(Extracted data entries)
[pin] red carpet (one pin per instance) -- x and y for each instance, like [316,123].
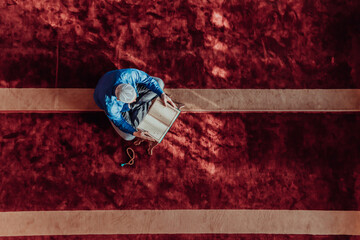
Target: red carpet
[223,44]
[208,161]
[307,161]
[188,237]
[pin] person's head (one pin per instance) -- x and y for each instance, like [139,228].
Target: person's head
[125,93]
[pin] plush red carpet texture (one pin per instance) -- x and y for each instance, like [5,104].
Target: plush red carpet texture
[190,44]
[188,237]
[207,161]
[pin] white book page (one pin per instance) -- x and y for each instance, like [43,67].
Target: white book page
[164,114]
[155,128]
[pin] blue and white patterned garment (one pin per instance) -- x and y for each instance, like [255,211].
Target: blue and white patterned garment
[105,98]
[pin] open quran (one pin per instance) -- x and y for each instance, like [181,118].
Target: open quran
[159,120]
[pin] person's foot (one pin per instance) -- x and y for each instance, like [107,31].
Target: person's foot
[138,141]
[152,145]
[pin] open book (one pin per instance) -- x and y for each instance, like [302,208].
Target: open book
[159,120]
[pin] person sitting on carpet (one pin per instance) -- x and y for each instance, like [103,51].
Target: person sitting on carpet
[125,95]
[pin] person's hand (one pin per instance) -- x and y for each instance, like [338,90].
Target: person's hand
[143,135]
[166,99]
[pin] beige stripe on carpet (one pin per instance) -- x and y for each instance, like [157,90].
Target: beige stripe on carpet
[196,100]
[180,222]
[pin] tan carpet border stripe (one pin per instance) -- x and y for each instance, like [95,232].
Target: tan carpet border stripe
[180,222]
[196,100]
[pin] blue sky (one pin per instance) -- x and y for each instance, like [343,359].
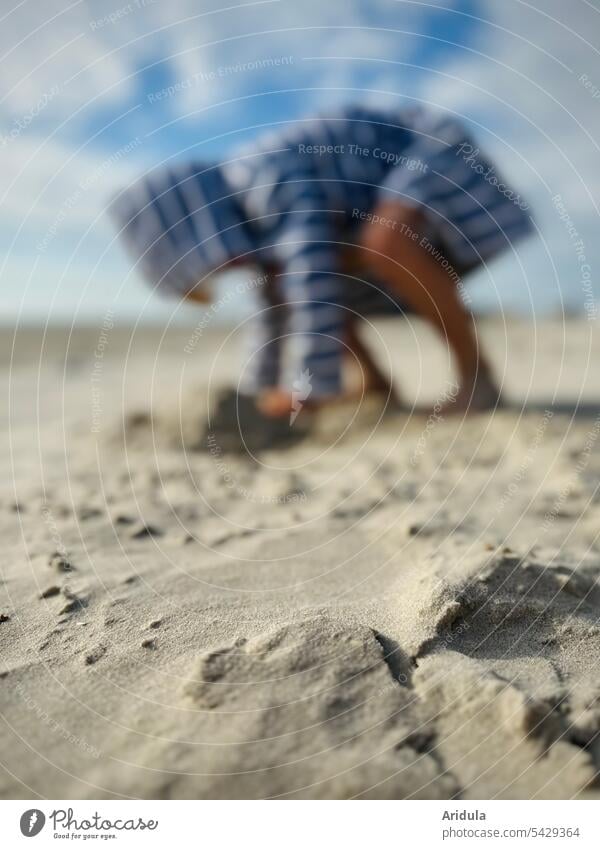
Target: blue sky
[96,92]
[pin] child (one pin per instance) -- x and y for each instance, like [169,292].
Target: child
[324,207]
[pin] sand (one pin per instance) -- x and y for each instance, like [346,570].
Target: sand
[397,607]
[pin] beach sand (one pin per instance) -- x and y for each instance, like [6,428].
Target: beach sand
[398,607]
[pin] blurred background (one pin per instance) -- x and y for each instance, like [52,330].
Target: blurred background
[94,92]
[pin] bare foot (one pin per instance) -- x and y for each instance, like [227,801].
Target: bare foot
[474,396]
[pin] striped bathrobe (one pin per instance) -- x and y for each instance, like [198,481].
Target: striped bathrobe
[293,200]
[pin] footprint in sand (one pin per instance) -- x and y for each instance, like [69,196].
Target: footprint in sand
[310,709]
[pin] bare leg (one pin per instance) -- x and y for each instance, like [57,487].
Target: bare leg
[410,272]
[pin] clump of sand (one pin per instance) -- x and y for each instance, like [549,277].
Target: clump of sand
[406,610]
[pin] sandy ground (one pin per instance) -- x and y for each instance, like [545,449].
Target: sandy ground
[397,607]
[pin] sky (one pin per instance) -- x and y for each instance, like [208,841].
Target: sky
[96,92]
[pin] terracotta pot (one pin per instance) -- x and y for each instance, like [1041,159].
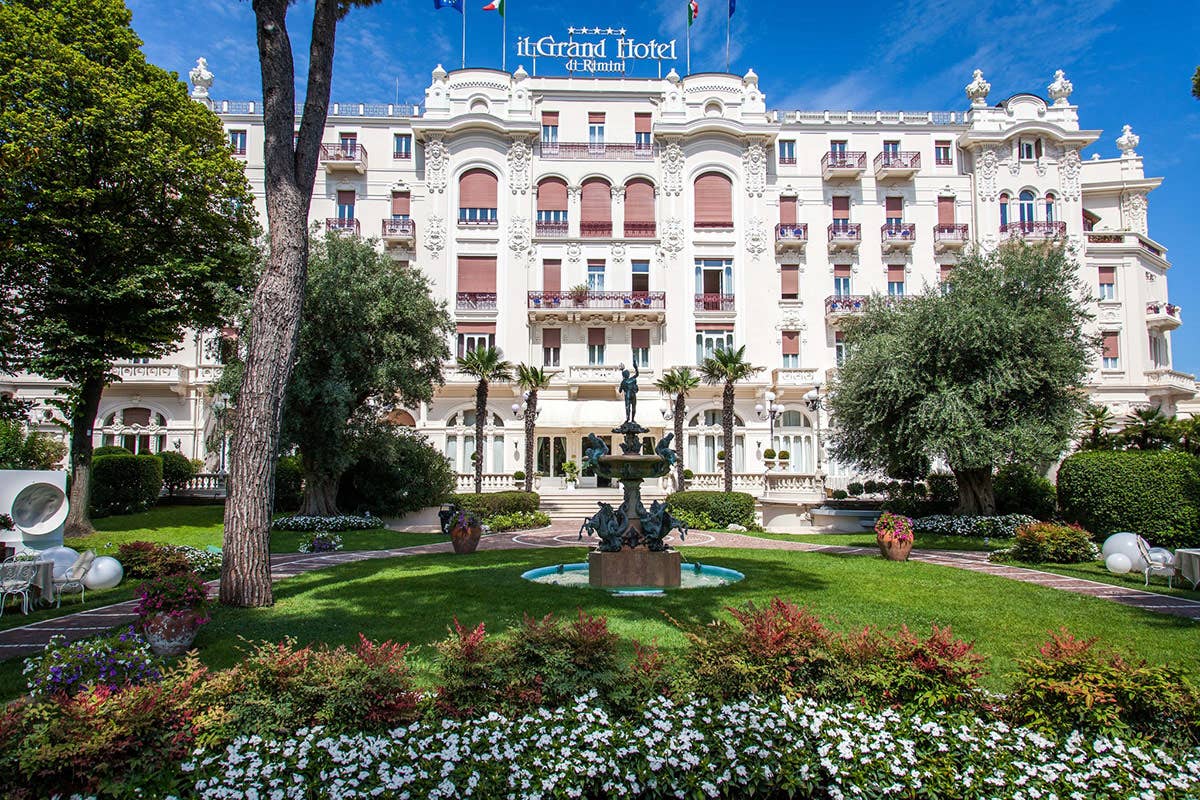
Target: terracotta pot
[466,539]
[894,551]
[171,636]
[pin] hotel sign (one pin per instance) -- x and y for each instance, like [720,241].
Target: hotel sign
[607,54]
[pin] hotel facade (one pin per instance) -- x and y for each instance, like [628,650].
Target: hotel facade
[586,223]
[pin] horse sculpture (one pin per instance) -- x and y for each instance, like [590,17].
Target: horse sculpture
[609,524]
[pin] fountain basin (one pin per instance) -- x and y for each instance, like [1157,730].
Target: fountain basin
[693,576]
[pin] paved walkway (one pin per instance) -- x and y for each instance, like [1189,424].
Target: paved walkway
[31,638]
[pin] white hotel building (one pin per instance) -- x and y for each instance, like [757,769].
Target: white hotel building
[579,223]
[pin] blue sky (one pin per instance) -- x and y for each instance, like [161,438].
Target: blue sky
[1131,62]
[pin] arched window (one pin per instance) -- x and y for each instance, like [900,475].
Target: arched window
[714,200]
[595,214]
[1026,206]
[639,208]
[477,197]
[552,206]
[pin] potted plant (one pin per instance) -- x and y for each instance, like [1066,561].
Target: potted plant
[172,609]
[570,474]
[893,534]
[463,528]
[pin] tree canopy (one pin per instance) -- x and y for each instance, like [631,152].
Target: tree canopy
[984,371]
[124,208]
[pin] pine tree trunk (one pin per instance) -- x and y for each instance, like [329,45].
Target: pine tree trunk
[976,492]
[480,414]
[83,417]
[681,402]
[289,172]
[531,421]
[319,495]
[727,433]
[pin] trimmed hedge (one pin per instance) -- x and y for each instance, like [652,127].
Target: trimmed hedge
[1153,493]
[724,509]
[491,504]
[125,483]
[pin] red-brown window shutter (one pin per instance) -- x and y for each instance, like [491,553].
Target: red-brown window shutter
[791,342]
[597,205]
[787,210]
[714,199]
[477,190]
[946,210]
[552,194]
[639,200]
[840,206]
[790,276]
[552,275]
[477,274]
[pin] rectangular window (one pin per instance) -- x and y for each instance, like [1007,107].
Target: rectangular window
[595,276]
[942,156]
[595,346]
[1110,344]
[238,142]
[640,280]
[640,340]
[551,346]
[1108,282]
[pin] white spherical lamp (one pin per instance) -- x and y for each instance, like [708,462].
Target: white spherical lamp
[105,573]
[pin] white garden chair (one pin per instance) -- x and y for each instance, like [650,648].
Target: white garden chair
[1156,563]
[72,579]
[17,578]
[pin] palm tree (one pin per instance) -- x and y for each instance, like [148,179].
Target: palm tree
[531,380]
[487,365]
[1097,421]
[676,383]
[727,366]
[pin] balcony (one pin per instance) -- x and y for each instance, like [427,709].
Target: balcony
[612,306]
[342,226]
[475,301]
[947,238]
[714,302]
[595,229]
[791,236]
[845,235]
[897,166]
[343,157]
[551,229]
[1163,316]
[898,235]
[399,232]
[1169,383]
[595,151]
[839,306]
[641,229]
[1033,230]
[839,164]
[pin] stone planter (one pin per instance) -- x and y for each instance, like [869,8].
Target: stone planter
[894,549]
[466,539]
[171,636]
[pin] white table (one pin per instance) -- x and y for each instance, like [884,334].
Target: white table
[1187,564]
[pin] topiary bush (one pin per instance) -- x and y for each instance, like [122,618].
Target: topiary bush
[723,509]
[124,483]
[1152,493]
[1021,489]
[497,503]
[177,470]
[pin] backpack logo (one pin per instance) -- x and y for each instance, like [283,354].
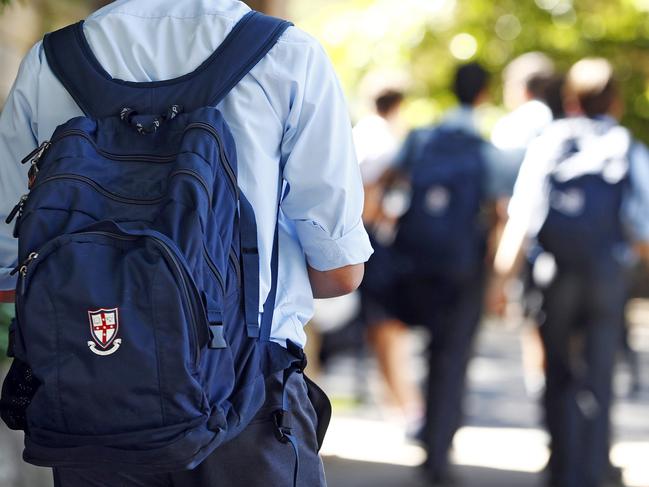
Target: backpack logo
[570,202]
[438,200]
[104,325]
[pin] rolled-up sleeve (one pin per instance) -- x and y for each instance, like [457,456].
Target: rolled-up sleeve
[17,138]
[324,195]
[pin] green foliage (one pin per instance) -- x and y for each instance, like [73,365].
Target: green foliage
[426,38]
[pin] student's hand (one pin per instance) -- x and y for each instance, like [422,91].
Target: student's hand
[7,296]
[336,282]
[496,296]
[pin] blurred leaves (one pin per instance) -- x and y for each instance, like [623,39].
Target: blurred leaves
[419,36]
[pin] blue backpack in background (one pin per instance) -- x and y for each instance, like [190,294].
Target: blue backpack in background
[137,301]
[583,229]
[441,232]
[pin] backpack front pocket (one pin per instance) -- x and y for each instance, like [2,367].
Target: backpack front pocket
[114,326]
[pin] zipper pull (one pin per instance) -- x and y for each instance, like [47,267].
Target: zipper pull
[37,153]
[18,208]
[23,272]
[22,267]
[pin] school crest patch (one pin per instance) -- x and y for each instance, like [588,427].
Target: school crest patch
[104,326]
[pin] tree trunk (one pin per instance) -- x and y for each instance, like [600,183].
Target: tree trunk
[272,7]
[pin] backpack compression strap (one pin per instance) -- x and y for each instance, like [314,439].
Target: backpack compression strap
[99,95]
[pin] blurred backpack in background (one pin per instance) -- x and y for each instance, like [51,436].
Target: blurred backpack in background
[583,228]
[441,232]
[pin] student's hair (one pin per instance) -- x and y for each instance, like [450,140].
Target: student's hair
[532,70]
[591,85]
[471,79]
[387,100]
[553,96]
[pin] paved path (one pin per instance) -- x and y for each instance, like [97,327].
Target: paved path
[501,445]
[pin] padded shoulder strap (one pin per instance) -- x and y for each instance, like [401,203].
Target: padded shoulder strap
[99,95]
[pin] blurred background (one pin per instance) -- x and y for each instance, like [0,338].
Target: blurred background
[417,45]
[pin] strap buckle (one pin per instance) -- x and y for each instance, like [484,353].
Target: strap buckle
[283,429]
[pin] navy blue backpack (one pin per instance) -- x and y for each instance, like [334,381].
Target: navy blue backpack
[441,232]
[138,285]
[583,228]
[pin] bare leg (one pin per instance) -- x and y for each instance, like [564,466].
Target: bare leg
[389,339]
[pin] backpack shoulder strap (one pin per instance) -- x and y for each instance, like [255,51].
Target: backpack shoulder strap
[99,95]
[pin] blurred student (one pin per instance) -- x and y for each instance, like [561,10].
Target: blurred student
[531,93]
[583,196]
[525,83]
[456,176]
[377,139]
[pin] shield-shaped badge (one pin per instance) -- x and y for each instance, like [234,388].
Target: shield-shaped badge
[104,324]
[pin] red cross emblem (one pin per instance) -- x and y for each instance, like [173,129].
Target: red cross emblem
[104,324]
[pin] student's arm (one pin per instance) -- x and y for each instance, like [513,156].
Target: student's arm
[636,204]
[17,138]
[325,193]
[337,282]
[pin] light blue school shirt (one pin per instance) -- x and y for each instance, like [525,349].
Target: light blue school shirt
[288,112]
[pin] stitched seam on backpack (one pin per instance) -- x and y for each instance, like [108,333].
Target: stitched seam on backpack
[155,339]
[58,361]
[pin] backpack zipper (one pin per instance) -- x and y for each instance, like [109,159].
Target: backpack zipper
[225,162]
[122,199]
[214,269]
[36,155]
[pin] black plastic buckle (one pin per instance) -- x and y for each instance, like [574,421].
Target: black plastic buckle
[282,420]
[299,354]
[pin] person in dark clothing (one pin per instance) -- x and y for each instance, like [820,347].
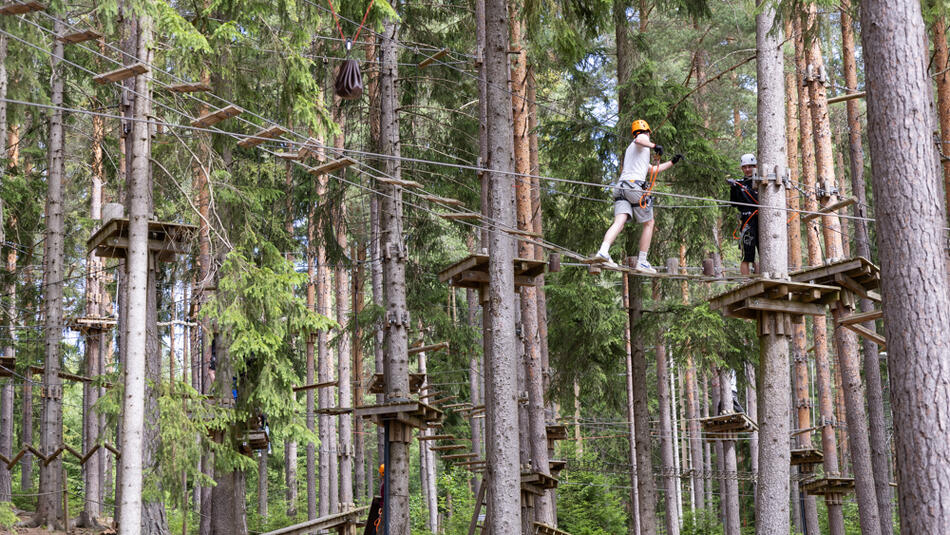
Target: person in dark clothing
[743,193]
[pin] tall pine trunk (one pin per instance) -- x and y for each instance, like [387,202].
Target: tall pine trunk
[914,278]
[50,506]
[772,513]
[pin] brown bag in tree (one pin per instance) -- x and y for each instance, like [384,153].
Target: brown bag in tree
[349,81]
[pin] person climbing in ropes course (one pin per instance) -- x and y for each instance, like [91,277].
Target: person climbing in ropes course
[632,194]
[743,193]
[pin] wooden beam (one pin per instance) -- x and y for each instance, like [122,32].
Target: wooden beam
[19,8]
[428,348]
[215,117]
[460,215]
[331,166]
[188,88]
[262,136]
[121,73]
[849,96]
[431,59]
[843,203]
[869,334]
[861,317]
[79,37]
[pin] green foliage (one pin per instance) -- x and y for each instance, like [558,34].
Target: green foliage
[8,518]
[591,503]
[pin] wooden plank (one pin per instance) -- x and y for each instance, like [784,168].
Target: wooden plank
[261,136]
[776,305]
[323,523]
[861,317]
[849,96]
[215,117]
[121,73]
[188,88]
[843,203]
[428,348]
[19,8]
[443,200]
[460,216]
[431,59]
[80,37]
[331,166]
[869,334]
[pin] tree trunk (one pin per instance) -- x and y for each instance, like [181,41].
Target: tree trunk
[502,455]
[914,278]
[631,427]
[311,363]
[646,486]
[92,471]
[772,514]
[880,456]
[941,61]
[829,444]
[6,389]
[345,377]
[135,334]
[50,506]
[290,446]
[731,494]
[394,255]
[670,476]
[358,252]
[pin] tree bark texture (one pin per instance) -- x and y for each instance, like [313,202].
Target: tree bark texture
[772,513]
[394,283]
[670,476]
[50,508]
[880,454]
[646,485]
[914,278]
[502,454]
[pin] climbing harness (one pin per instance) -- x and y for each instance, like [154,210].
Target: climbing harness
[349,81]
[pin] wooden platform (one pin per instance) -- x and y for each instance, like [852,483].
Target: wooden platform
[215,117]
[165,240]
[344,523]
[188,88]
[79,37]
[556,432]
[92,323]
[773,295]
[252,441]
[825,486]
[472,272]
[541,528]
[261,136]
[378,384]
[856,274]
[413,413]
[806,456]
[19,8]
[121,73]
[7,365]
[728,423]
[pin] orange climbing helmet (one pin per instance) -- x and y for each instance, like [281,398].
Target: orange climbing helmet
[639,126]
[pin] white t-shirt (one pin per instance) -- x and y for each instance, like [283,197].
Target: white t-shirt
[636,161]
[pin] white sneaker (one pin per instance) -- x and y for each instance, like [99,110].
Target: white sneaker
[644,267]
[607,261]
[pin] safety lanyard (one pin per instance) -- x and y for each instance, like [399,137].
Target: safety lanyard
[349,42]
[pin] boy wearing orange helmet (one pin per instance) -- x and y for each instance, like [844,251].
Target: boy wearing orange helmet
[632,196]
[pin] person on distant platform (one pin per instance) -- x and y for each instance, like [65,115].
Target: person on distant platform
[632,194]
[745,197]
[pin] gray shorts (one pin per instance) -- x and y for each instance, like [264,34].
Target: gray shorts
[627,197]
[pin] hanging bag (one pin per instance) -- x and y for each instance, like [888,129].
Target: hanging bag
[349,80]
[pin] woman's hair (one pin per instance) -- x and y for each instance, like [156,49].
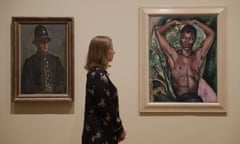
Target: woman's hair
[97,53]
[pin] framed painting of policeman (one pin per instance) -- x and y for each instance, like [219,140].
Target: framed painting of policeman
[42,58]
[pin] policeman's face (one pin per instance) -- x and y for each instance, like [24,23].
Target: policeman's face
[110,54]
[187,40]
[42,47]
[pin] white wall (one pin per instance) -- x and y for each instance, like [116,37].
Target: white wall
[62,124]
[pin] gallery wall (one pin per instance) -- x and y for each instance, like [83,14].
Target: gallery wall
[61,123]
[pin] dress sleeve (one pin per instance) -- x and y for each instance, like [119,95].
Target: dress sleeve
[106,98]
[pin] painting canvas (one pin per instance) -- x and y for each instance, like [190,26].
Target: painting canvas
[179,59]
[42,59]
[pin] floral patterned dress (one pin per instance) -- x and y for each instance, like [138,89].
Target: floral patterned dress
[102,123]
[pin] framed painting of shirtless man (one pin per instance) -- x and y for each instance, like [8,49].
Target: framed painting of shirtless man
[181,61]
[42,59]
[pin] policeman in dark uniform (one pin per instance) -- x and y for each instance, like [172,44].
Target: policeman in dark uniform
[43,72]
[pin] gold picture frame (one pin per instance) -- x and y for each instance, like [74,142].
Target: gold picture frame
[35,80]
[149,60]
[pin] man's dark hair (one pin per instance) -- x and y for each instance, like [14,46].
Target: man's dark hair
[189,29]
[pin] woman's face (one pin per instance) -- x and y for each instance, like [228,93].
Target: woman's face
[110,54]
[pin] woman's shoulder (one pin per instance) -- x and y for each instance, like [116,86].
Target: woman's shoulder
[98,74]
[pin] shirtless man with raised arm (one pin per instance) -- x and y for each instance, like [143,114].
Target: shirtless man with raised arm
[185,65]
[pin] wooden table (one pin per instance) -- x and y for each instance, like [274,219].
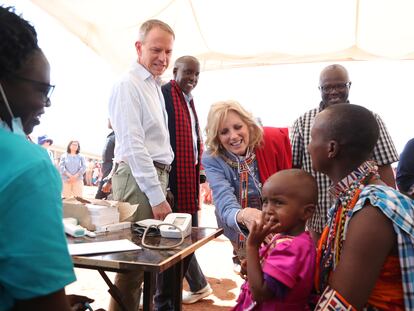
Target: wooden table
[148,260]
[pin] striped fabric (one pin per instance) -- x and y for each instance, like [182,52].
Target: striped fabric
[384,154]
[400,210]
[185,174]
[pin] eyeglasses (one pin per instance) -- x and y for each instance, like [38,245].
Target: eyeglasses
[338,87]
[47,89]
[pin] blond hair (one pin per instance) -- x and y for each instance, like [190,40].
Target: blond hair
[150,24]
[218,112]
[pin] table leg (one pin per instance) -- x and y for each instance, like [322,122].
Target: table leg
[113,290]
[149,290]
[179,269]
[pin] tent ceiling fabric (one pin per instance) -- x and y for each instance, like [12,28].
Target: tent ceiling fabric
[236,33]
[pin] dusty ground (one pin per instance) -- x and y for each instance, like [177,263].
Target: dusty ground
[214,258]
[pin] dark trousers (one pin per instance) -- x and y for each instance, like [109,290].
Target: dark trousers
[165,281]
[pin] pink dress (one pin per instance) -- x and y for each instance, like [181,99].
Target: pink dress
[291,261]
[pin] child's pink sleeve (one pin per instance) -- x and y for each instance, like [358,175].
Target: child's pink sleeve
[287,261]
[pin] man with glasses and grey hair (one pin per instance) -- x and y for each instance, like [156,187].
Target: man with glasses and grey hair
[334,85]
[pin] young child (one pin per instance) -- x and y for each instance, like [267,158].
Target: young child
[280,274]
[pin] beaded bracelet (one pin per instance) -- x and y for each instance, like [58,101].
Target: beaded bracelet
[242,217]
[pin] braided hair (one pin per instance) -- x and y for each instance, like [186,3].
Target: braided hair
[18,41]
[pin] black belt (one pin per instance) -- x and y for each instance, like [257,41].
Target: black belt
[161,166]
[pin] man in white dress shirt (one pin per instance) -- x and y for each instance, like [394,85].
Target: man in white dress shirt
[139,119]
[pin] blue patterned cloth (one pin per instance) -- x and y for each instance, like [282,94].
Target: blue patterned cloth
[400,210]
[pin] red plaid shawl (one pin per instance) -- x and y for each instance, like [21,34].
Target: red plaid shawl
[184,177]
[275,153]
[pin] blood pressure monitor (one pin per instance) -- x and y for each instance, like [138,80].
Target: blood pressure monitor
[181,220]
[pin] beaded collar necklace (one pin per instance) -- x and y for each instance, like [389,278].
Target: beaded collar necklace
[243,169]
[347,193]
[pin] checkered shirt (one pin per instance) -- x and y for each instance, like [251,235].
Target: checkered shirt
[400,210]
[384,154]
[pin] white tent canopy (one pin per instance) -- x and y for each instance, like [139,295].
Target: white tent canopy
[238,33]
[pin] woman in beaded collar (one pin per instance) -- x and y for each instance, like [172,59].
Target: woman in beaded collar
[240,156]
[359,263]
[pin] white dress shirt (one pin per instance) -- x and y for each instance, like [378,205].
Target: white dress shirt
[139,119]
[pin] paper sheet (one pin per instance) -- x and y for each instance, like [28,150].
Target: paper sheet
[102,247]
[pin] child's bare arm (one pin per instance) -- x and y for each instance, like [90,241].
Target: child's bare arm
[258,287]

▸ **Instructions to follow**:
Reproduce, exactly and with nothing added, the lines from the one that includes "[pin] woman in" through the last line of the material.

▸ **Correct answer**:
[pin] woman in beaded collar (one pin per instance) -- x and y for each instance, like [172,59].
Target: woman in beaded collar
[240,156]
[359,263]
[pin] white dress shirt (one pin per instance) -- x and y for each instance, like [378,205].
Target: white dress shirt
[139,119]
[pin] paper sheet (one pin per instance) -- x and y for each instance, like [28,150].
Target: paper sheet
[102,247]
[pin] child's bare arm (one pin per instance) -- x and y for each instance, like [90,241].
Target: child's bare arm
[258,287]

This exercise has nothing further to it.